**SET PROBLEM A**
Reproduce the fishing-trip forum thread below in full, word for word.

**GIVEN TEXT**
= = = = =
# My last trip, Morning Star 11/30/04



## Anthony (Jul 3, 2002)

Capt Monty went toggin and most everyone got a decent amount of fish. I only ended up with 3 keeper tog since I was throwing back the smaller keepers, 3 decent blues, and 3 sea bass. A few got their limits. Monty of course caught the biggest one, 25 1/2 inch 12 or 13lbs. Monty found a huge school of birds and we starting casting lures towards them. A decent amount of blues were caught, I caught 5 blues and 3 stripers. I think that there were 1 or 2 other stripers caught. Since we were past the 3 mile zone all the stripers had to be thrown back. We only stayed for half an hour to get back to toggin. It was definitely a good trip.


----------



## Talapia (Apr 27, 2003)

Anthony, what size fish were you 
throwing back? I remember this 
spring when the togging was real
good a lot of guys would start 
off throwing a lot of keepers back
hoping to catch a nicer grade of 
fish. Monty always gets the best
fish! Do you know if he was using
whole crabs and a snafu rig?


Sorry I could not make it out there
with you. My job is a pain.


----------



## Anthony (Jul 3, 2002)

I was throwing back barely keepers. Whole crab on a high/low rig, Capt Monty special.


----------



## FL FISHERMAN (Sep 30, 2002)

Nice trip buddy. At least you went out good like I did. I wish you the best of luck on your move. And when you make that first cool mill send some of it my way for helping you make the decision to head west!!


----------
= = = = =
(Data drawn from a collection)

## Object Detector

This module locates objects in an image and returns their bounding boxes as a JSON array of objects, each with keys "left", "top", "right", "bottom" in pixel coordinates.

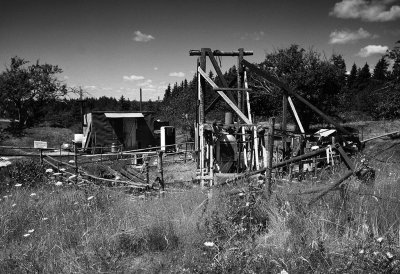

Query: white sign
[{"left": 33, "top": 141, "right": 47, "bottom": 148}]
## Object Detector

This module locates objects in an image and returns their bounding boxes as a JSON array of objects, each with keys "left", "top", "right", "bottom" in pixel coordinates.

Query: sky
[{"left": 0, "top": 0, "right": 400, "bottom": 100}]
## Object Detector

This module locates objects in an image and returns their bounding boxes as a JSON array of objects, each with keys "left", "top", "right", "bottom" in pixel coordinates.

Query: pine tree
[
  {"left": 347, "top": 63, "right": 358, "bottom": 88},
  {"left": 373, "top": 56, "right": 389, "bottom": 82}
]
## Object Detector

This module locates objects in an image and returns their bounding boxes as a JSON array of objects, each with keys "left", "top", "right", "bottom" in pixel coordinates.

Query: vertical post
[
  {"left": 74, "top": 142, "right": 78, "bottom": 183},
  {"left": 157, "top": 150, "right": 165, "bottom": 190},
  {"left": 264, "top": 117, "right": 275, "bottom": 197},
  {"left": 143, "top": 155, "right": 150, "bottom": 185},
  {"left": 139, "top": 88, "right": 142, "bottom": 111},
  {"left": 281, "top": 92, "right": 288, "bottom": 160},
  {"left": 209, "top": 144, "right": 214, "bottom": 186},
  {"left": 39, "top": 148, "right": 43, "bottom": 165},
  {"left": 237, "top": 48, "right": 244, "bottom": 116}
]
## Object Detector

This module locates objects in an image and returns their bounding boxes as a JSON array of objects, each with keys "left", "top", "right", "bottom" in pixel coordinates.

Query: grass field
[{"left": 0, "top": 125, "right": 400, "bottom": 273}]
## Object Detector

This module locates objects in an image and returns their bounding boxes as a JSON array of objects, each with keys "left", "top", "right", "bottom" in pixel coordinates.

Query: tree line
[{"left": 0, "top": 41, "right": 400, "bottom": 133}]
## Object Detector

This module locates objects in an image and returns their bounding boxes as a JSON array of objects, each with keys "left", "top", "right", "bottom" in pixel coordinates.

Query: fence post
[
  {"left": 157, "top": 150, "right": 164, "bottom": 190},
  {"left": 264, "top": 117, "right": 275, "bottom": 197},
  {"left": 39, "top": 148, "right": 43, "bottom": 165},
  {"left": 144, "top": 155, "right": 150, "bottom": 185},
  {"left": 74, "top": 142, "right": 78, "bottom": 183}
]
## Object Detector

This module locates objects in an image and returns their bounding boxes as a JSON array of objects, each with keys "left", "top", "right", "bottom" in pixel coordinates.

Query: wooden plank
[
  {"left": 288, "top": 96, "right": 305, "bottom": 134},
  {"left": 242, "top": 60, "right": 351, "bottom": 134},
  {"left": 198, "top": 67, "right": 251, "bottom": 124},
  {"left": 206, "top": 49, "right": 236, "bottom": 105}
]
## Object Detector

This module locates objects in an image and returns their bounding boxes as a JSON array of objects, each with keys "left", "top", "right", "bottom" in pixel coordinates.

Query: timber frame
[{"left": 189, "top": 48, "right": 355, "bottom": 192}]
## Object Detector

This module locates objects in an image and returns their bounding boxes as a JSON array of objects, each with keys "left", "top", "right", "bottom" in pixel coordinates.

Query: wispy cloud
= = = = =
**SET PROBLEM B**
Report, in full, each line of the records above that contains the string "post".

**WORKED SOLUTION A**
# My last trip, Morning Star 11/30/04



## Anthony (Jul 3, 2002)

Capt Monty went toggin and most everyone got a decent amount of fish. I only ended up with 3 keeper tog since I was throwing back the smaller keepers, 3 decent blues, and 3 sea bass. A few got their limits. Monty of course caught the biggest one, 25 1/2 inch 12 or 13lbs. Monty found a huge school of birds and we starting casting lures towards them. A decent amount of blues were caught, I caught 5 blues and 3 stripers. I think that there were 1 or 2 other stripers caught. Since we were past the 3 mile zone all the stripers had to be thrown back. We only stayed for half an hour to get back to toggin. It was definitely a good trip.


----------



## Talapia (Apr 27, 2003)

Anthony, what size fish were you 
throwing back? I remember this 
spring when the togging was real
good a lot of guys would start 
off throwing a lot of keepers back
hoping to catch a nicer grade of 
fish. Monty always gets the best
fish! Do you know if he was using
whole crabs and a snafu rig?


Sorry I could not make it out there
with you. My job is a pain.


----------



## Anthony (Jul 3, 2002)

I was throwing back barely keepers. Whole crab on a high/low rig, Capt Monty special.


----------



## FL FISHERMAN (Sep 30, 2002)

Nice trip buddy. At least you went out good like I did. I wish you the best of luck on your move. And when you make that first cool mill send some of it my way for helping you make the decision to head west!!


----------

**WORKED SOLUTION B**
Query: vertical post
Query: fence post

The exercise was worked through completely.